__Given text__
---

The government introduced the Coronavirus Job Retention Scheme in March 2020 in a bid to keep staff on payroll when businesses were closed due to the Covid-19 pandemic. The number of furloughed employees peaked at 8.9 million in May 2020 and has been steadily decreasing since. It is now estimated that 7% of workers in the UK are on furlough; 4.3% are on a part time basis and 2.7% on a full-time basis.

The successful scheme is due to end on September 30th and attention is beginning to turn to the impact this is going to have on individuals and the economy as a whole.

At the start of August, the National Institute of Economic and Social Research (Niesr) said the ending of the scheme will increase the jobless rate from 4.8% to 5.4% (a smaller jump than it previously forecast).  This is the equivalent to an increase of 150,000 to the jobless figures.  However, at the same time the New Economics Foundation estimated that the full-time equivalent number of jobs at risk of redundancy, loss of hours or loss of pay is nearer 500,000.

One point that is universally accepted is that the impact of the scheme coming to an end will disproportionately affect certain industries including entertainment and travel. Peter Lambert, an author of research produced by the London School of Economics and Political Science, said, “I think there will probably need to be some continuation of support in specific sectors. My bet is there’ll be more targeted support, because unless the economy really, really picks up, there’s going to be lots of people still left in the lurch in specific sectors.”

The end of furlough is also likely to disproportionately affect older age groups; the proportion of under 30s on furlough fell from 29% to 21% from January to June but the number of over 50s on furlough increased from 27% to 34% during the same time period.

Whatever happens after 30th September, we know people will benefit from having clear and easy access to local labour market opportunities and employment and skills advice.  There are currently many more job vacancies than there were before the pandemic and we will continue to help our clients make these opportunities as accessible to local residents as possible.

---

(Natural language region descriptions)
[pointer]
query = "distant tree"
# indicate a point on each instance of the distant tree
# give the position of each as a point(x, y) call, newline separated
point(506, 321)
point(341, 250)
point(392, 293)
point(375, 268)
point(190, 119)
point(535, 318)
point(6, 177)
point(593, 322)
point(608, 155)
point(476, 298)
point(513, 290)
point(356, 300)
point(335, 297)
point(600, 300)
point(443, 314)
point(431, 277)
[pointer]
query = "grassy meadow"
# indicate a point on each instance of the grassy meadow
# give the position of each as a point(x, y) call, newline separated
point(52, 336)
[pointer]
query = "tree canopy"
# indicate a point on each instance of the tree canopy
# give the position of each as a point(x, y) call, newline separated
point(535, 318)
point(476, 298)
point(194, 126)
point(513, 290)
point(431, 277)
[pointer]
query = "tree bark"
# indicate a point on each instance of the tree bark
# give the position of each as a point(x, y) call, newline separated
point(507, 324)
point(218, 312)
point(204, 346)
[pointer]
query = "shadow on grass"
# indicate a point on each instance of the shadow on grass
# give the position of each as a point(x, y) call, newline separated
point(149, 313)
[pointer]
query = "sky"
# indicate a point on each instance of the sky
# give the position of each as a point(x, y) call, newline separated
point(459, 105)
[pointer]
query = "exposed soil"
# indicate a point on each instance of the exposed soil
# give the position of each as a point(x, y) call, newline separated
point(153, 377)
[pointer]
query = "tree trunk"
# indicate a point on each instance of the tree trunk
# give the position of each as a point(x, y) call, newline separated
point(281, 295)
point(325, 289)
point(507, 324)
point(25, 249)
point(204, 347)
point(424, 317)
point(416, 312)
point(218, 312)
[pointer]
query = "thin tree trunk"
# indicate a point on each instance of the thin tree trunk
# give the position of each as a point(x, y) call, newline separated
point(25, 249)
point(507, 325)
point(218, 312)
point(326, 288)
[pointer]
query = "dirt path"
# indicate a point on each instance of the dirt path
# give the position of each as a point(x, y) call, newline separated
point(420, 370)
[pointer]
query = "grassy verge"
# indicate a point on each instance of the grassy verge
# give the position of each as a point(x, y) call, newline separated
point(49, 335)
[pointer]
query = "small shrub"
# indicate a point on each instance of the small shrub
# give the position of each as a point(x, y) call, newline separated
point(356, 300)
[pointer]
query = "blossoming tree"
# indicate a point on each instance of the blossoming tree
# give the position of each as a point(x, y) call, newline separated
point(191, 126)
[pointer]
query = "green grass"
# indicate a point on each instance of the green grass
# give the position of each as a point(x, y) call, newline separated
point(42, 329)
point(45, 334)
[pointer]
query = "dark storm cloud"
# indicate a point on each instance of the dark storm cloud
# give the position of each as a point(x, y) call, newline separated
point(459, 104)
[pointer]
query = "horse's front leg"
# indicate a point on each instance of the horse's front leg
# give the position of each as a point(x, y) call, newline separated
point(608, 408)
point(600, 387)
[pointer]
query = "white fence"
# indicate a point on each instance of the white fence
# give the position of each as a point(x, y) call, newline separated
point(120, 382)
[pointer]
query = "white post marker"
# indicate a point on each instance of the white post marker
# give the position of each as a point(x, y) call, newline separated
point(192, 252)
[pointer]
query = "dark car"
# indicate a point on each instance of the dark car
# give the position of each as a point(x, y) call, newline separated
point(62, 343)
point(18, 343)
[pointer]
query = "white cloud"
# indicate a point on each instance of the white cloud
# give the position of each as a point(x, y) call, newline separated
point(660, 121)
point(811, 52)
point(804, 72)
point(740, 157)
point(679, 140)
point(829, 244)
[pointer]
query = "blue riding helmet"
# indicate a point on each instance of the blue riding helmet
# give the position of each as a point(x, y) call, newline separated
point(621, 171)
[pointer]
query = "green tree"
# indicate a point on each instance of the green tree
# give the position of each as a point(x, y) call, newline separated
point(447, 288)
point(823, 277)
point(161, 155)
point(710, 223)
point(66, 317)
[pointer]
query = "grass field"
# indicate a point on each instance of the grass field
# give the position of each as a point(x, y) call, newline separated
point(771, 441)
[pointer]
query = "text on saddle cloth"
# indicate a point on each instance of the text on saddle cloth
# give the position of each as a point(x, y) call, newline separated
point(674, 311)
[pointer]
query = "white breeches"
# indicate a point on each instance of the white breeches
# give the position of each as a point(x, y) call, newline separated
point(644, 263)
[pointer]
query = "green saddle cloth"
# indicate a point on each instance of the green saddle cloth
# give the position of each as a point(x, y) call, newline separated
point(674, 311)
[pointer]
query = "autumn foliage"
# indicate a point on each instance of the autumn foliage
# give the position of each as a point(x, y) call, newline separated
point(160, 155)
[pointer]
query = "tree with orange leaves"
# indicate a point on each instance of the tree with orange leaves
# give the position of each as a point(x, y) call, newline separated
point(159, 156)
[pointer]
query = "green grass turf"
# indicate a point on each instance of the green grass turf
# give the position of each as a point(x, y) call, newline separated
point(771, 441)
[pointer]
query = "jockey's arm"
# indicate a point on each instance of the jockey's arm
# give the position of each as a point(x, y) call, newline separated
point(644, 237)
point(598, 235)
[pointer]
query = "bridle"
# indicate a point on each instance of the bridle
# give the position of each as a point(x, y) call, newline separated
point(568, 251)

---

__Work instructions__
[a] According to the furlough article, at what figure did the number of furloughed employees peak?
[b] Reproduce the passage of the furlough article starting with "One point that" and going on through "same time period.".
[c] Name every organization that the furlough article mentions by name.

__Answers__
[a] 8.9 million, in May 2020.

[b]
One point that is universally accepted is that the impact of the scheme coming to an end will disproportionately affect certain industries including entertainment and travel. Peter Lambert, an author of research produced by the London School of Economics and Political Science, said, “I think there will probably need to be some continuation of support in specific sectors. My bet is there’ll be more targeted support, because unless the economy really, really picks up, there’s going to be lots of people still left in the lurch in specific sectors.”

The end of furlough is also likely to disproportionately affect older age groups; the proportion of under 30s on furlough fell from 29% to 21% from January to June but the number of over 50s on furlough increased from 27% to 34% during the same time period.

[c]
National Institute of Economic and Social Research (Niesr)
New Economics Foundation
London School of Economics and Political Science